Aim of the task: Rescale the records from their start through the line containing "[703,172,1280,619]", both ends included, and give only those lines again, requests included. Multiply every bounding-box coordinate in the answers by 0.65 and round to whole numbers, with halves rounding up.

++++ Supplied records

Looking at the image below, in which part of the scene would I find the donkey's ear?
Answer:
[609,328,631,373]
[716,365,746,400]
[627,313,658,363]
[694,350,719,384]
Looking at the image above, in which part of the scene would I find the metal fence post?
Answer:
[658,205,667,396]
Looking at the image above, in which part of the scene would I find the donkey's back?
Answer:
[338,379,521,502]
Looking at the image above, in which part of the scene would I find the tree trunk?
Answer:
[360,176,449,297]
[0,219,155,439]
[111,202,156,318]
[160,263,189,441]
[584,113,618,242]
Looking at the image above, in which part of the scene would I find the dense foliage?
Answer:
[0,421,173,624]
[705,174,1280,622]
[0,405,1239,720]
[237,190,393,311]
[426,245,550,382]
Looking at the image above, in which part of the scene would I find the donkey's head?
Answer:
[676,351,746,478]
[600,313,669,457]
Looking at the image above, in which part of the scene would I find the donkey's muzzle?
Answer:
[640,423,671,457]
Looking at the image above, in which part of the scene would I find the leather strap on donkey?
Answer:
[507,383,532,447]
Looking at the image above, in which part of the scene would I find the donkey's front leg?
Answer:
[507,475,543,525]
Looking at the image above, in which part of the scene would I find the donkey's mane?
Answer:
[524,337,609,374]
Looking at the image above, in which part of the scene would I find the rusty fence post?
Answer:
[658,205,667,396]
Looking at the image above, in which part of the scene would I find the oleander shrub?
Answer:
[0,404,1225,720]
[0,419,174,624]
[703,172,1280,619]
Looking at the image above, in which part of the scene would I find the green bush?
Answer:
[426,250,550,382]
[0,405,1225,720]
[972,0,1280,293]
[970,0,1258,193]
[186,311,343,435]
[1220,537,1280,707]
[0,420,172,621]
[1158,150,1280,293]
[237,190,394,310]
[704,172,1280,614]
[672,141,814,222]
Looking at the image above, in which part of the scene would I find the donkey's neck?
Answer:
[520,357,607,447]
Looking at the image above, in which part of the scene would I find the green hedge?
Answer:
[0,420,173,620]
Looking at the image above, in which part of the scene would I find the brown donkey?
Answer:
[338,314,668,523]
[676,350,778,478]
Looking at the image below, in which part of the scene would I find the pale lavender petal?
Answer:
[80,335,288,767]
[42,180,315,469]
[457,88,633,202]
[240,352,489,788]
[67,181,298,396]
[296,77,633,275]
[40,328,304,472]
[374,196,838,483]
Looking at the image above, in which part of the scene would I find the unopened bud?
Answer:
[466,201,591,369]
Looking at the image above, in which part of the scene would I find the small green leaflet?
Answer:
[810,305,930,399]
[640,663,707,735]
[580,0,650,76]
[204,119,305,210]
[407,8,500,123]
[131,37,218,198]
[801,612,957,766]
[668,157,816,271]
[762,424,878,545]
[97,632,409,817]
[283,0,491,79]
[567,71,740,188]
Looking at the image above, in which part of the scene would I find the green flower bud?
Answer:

++++++++

The answer:
Looking at the image below, in which part of the scene would I find the donkey's ear?
Answer:
[396,213,410,242]
[465,237,485,260]
[408,203,428,236]
[451,228,467,250]
Looking at the image above, in which part of the scene would I find the metal fence post?
Answer:
[428,133,434,257]
Looking at the image above, in which part of the scene would I find the donkey's back?
Answer:
[220,246,339,326]
Looking at the image above, in which part of the scene would I find the tree trunk?
Answer:
[234,114,292,193]
[0,142,101,285]
[72,131,101,207]
[104,171,123,287]
[380,73,402,157]
Looking at the image above, in which part of the scene would I find the dense foliage?
Answer:
[0,274,112,406]
[458,113,832,404]
[0,263,805,468]
[154,124,255,202]
[277,159,358,248]
Looking at the image above, in which part of the scene would I find the donkey's head?
Answer:
[439,228,485,311]
[390,203,435,297]
Looking at the image above, in which part of the scene would I find the donkey's muzzle?
Answer:
[416,275,436,297]
Looking at the image above, in which part of the scene would I find the leather strap on donkey?
Answer:
[330,249,346,291]
Looking at the image above, in which part of the scene would I find the donkey's front leg?
Answer:
[330,309,353,341]
Looking at the image above, in which part of the scene would I find the donkey's mane?
Answer:
[341,219,396,243]
Looking at the image above, in which part of the scene would I find the rusty fence post?
Answer:
[428,133,434,257]
Looking at the image above, in which part of the scene would I find the oleander shrub?
Answer:
[0,263,796,468]
[0,272,113,406]
[457,112,832,402]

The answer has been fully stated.